Textauszug »
* * * *

Als am 06.04.2017 auf Anordnung des US-Präsidenten Trump Marschflugkörper (Tomahawk Missiles) auf den syrischen Luftwaffenstützpunkt asch-Schairat abgeworfen wurden, sollte dies eine Vergeltung für den tödlichen Sarin-Angriff auf Khan Schaichun sein, der zwei Tage zuvor stattfand, bei dem 86 Menschen, darunter viele Kinder, qualvoll starben und für den das syrische Regime verantwortlich gemacht worden war. Syrien bestritt die Schuldzuschreibung vehement, nannte sie zu „hundert Prozent konstruiert“ und wurde darin nur von Russland unterstützt, das auch im UN-Sicherheitsrat sein Veto gegen die Vorverurteilung Syriens einlegte. Schon früh gab es allerdings viele Fragezeichen in diesem internationalen Kriegs-Vexier, denen nicht ausreichend genug nachgegangen worden war. Es galt nur als gesichert (Ärzte ohne Grenzen, WHO, OPCW), dass die festgestellten Symptome typischerweise bei Opfern von Sarin oder ähnlichen Giftgasen auftreten. Unklar blieb, wer die Sarin-Bomben abwarf. Die Sonderkommission der Vereinten Nationen, die übrigens nie vor Ort recherchierte, kam jedoch im September 2017 auf der Basis von Fotomaterialien, Satellitenaufnahmen und Augenzeugenberichten zu dem Schluss, dass die auf den Fotos zu sehenden Splitter von einer zu Sowjetzeiten üblichen chemischen Bombe stammten, die von einem syrischen Militärflugzeug (SU-22) abgeworfen worden seien. Gegen dieses Ergebnis herrscht bis heute gehörige Skepsis, denn die Beweise sind mehr als dünn, die Motivlage (cui bono?) spricht dagegen eine eindeutigere Sprache.

* * * *

Gezeigte Einträge »
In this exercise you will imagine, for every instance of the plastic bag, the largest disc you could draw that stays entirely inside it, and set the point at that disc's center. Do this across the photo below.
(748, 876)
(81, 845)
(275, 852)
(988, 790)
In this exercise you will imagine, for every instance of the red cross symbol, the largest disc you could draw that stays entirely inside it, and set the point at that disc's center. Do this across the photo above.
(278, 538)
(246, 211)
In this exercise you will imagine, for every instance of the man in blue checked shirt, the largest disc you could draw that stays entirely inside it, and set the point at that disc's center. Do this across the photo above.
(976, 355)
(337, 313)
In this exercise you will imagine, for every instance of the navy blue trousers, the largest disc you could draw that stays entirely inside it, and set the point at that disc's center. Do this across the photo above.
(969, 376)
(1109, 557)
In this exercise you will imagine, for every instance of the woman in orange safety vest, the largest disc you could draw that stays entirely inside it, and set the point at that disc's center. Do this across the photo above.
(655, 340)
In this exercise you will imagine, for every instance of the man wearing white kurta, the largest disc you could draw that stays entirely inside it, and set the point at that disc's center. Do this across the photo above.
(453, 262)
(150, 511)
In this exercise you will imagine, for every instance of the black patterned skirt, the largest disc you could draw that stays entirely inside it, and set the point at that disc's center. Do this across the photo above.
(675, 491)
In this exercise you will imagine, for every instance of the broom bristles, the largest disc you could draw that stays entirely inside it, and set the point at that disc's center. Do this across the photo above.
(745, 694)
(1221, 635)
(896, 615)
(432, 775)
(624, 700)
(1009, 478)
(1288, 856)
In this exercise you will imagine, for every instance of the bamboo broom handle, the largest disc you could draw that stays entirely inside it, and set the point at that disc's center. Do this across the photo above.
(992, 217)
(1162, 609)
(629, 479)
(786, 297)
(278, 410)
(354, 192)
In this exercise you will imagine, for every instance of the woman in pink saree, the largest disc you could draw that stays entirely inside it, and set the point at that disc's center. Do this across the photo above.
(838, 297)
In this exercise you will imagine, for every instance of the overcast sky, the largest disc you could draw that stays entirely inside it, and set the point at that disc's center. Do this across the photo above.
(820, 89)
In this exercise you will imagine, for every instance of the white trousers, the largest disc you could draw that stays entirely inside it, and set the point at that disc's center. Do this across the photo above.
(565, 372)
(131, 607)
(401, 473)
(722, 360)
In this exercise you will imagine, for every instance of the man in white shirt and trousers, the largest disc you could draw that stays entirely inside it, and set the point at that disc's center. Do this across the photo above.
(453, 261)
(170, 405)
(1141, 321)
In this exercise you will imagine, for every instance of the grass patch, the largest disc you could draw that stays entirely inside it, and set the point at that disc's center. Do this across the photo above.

* * * *

Aufgaben »
(1) Beantworte anhand des Textauszugs diese Fragen:
(a) Wie viele Menschen starben beim Sarin-Angriff auf Khan Schaichun?
(b) Welches Land unterstützte Syrien, als es die Schuldzuschreibung bestritt?
(c) Von welchem Flugzeug wurde die Bombe laut der UN-Sonderkommission abgeworfen?
(2) Fasse den Absatz des Textauszugs, der mit „Als am 06.04.2017“ beginnt, als Stichpunktliste zusammen und behalte dabei die wichtigsten Fakten bei.

Lösungen »
(1)
(a) 86 Menschen, darunter viele Kinder.
(b) Russland.
(c) Von einem syrischen Militärflugzeug (SU-22).

(2)
- 06.04.2017: Auf Anordnung von US-Präsident Trump werden Marschflugkörper auf den syrischen Luftwaffenstützpunkt asch-Schairat abgeworfen.
- Der Angriff gilt als Vergeltung für den Sarin-Angriff auf Khan Schaichun zwei Tage zuvor. Dabei starben 86 Menschen, darunter viele Kinder. Verantwortlich gemacht wurde das syrische Regime.
- Syrien bestreitet die Schuld („hundert Prozent konstruiert“). Unterstützung kommt nur von Russland, das im UN-Sicherheitsrat ein Veto einlegt.
- Viele offene Fragen wurden nicht ausreichend untersucht.
- Gesichert ist nur (Ärzte ohne Grenzen, WHO, OPCW), dass die Symptome typisch für Sarin oder ähnliche Giftgase sind. Unklar bleibt, wer die Bomben abwarf.
- Die UN-Sonderkommission recherchierte nie vor Ort. Im September 2017 kommt sie anhand von Fotos, Satellitenaufnahmen und Augenzeugenberichten zu einem Schluss: Die Splitter stammen von einer sowjetzeitlichen chemischen Bombe, abgeworfen von einem syrischen Militärflugzeug (SU-22).
- Gegen dieses Ergebnis herrscht bis heute Skepsis: Die Beweise sind dünn, die Motivlage spricht dagegen.